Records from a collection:
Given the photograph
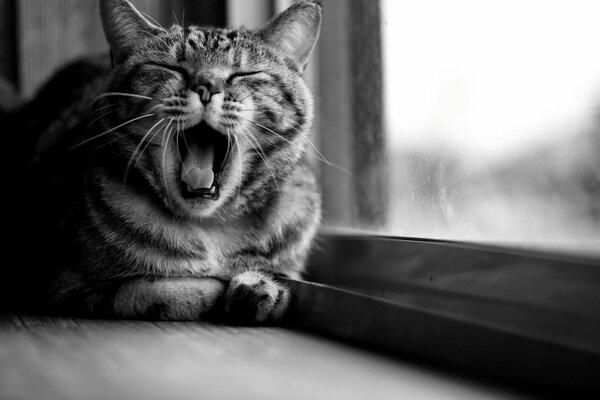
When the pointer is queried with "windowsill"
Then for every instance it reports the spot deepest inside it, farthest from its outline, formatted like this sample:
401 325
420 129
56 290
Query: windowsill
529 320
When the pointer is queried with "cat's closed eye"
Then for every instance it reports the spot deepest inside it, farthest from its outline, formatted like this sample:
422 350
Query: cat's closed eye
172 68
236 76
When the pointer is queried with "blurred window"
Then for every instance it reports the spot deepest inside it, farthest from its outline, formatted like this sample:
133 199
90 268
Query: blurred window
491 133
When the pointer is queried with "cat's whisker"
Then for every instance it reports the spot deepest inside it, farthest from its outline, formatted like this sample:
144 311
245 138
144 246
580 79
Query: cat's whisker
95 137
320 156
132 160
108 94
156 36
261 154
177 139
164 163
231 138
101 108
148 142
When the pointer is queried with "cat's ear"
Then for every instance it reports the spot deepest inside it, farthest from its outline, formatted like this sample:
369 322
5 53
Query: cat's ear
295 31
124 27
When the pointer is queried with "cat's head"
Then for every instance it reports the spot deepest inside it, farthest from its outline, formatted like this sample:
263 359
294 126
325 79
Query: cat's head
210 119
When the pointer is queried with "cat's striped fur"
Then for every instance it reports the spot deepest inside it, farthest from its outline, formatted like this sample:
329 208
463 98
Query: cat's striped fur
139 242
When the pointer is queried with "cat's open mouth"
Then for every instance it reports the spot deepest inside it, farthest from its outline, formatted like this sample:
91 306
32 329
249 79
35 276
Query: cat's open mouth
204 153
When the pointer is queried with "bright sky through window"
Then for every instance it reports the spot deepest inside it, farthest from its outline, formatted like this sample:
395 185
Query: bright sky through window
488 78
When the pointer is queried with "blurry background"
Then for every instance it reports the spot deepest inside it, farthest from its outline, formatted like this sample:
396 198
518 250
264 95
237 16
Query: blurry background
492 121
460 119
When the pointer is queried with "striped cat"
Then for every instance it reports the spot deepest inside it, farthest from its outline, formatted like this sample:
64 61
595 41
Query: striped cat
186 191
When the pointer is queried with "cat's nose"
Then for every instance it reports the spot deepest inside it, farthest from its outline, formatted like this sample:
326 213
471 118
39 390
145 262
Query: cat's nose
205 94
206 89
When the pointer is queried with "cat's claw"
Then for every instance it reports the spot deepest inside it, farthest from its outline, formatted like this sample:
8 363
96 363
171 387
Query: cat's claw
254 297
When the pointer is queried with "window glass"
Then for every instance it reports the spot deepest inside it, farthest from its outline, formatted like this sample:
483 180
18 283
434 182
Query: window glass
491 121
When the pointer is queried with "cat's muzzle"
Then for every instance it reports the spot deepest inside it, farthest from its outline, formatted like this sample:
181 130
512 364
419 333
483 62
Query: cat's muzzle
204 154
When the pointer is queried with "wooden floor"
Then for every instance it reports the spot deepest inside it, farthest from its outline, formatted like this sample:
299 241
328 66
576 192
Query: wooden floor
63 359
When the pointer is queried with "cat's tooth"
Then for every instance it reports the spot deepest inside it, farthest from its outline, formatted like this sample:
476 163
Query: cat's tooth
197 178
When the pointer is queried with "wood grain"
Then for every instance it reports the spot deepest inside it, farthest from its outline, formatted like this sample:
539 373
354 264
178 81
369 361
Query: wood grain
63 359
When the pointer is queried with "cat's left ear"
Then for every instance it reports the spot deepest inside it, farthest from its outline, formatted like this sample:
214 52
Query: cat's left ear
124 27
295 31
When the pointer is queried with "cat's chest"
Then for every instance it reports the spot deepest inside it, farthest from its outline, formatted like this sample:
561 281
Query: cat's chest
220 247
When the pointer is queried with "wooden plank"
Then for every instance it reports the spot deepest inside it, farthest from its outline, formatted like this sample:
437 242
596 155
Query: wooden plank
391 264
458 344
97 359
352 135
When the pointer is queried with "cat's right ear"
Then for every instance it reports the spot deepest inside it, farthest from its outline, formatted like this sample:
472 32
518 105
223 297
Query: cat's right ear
---
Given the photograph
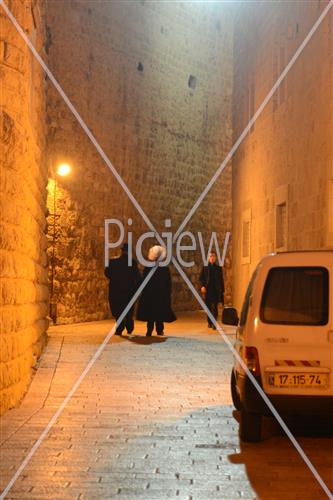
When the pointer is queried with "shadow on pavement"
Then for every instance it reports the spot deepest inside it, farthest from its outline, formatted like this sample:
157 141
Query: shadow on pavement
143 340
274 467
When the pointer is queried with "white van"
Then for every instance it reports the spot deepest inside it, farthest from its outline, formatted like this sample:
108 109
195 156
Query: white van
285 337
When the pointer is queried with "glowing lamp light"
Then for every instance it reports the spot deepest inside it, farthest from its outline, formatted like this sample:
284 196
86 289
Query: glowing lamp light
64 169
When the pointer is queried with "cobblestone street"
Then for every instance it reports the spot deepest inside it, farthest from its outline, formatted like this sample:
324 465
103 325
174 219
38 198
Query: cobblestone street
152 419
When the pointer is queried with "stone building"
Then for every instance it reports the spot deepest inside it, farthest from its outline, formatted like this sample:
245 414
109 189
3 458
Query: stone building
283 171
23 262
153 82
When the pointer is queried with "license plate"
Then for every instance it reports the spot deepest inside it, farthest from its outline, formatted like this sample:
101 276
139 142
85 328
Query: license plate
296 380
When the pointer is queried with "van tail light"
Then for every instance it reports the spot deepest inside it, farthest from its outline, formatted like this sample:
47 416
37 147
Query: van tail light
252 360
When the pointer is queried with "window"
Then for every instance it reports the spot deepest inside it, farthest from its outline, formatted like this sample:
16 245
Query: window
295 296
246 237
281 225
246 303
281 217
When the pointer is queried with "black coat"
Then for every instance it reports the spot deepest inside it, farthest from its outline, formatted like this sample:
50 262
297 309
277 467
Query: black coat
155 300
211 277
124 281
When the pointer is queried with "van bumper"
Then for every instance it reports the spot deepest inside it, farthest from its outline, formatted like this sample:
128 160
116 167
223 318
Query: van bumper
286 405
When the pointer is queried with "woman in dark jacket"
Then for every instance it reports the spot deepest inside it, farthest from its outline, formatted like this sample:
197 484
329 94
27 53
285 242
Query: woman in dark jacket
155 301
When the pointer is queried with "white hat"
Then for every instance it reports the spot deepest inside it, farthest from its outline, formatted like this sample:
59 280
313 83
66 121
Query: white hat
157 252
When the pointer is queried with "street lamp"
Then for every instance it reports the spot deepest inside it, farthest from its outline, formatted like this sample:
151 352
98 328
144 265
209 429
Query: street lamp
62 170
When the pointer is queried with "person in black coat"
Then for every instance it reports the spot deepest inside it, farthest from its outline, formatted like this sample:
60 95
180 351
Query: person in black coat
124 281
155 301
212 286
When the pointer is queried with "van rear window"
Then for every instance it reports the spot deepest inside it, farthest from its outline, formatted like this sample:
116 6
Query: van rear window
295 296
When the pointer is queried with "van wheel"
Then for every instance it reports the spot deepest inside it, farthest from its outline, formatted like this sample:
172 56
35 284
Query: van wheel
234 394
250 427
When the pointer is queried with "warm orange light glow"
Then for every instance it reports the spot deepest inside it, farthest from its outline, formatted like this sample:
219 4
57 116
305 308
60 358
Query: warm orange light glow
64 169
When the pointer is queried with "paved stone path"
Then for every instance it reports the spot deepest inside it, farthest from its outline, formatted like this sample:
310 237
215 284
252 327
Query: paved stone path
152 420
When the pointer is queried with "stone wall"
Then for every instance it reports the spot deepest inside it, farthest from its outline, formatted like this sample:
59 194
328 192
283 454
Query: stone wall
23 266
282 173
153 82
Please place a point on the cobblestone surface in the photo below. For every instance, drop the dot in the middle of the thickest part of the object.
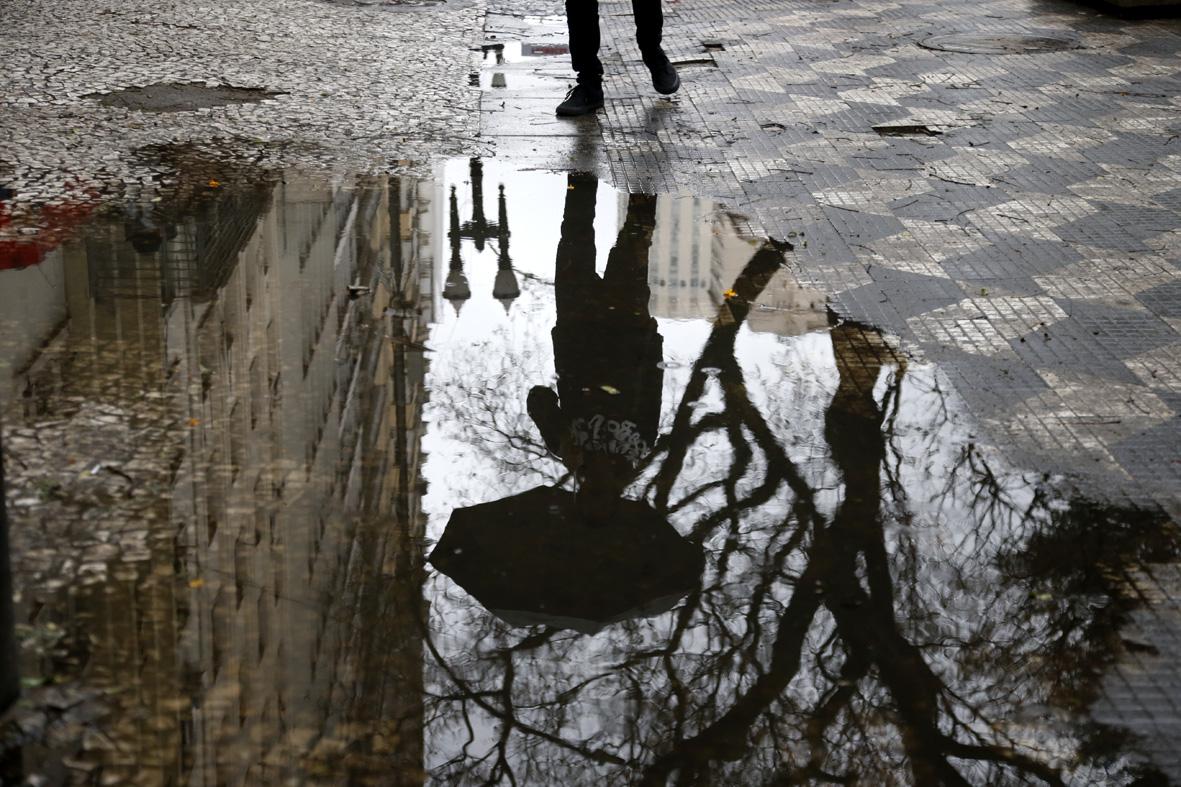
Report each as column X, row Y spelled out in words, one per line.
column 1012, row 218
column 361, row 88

→ **Required task**
Please filter the material above down to every line that holds the word "floor", matching case exactly, and copy each such line.

→ **Task response**
When the pointer is queried with "wooden floor"
Query: wooden floor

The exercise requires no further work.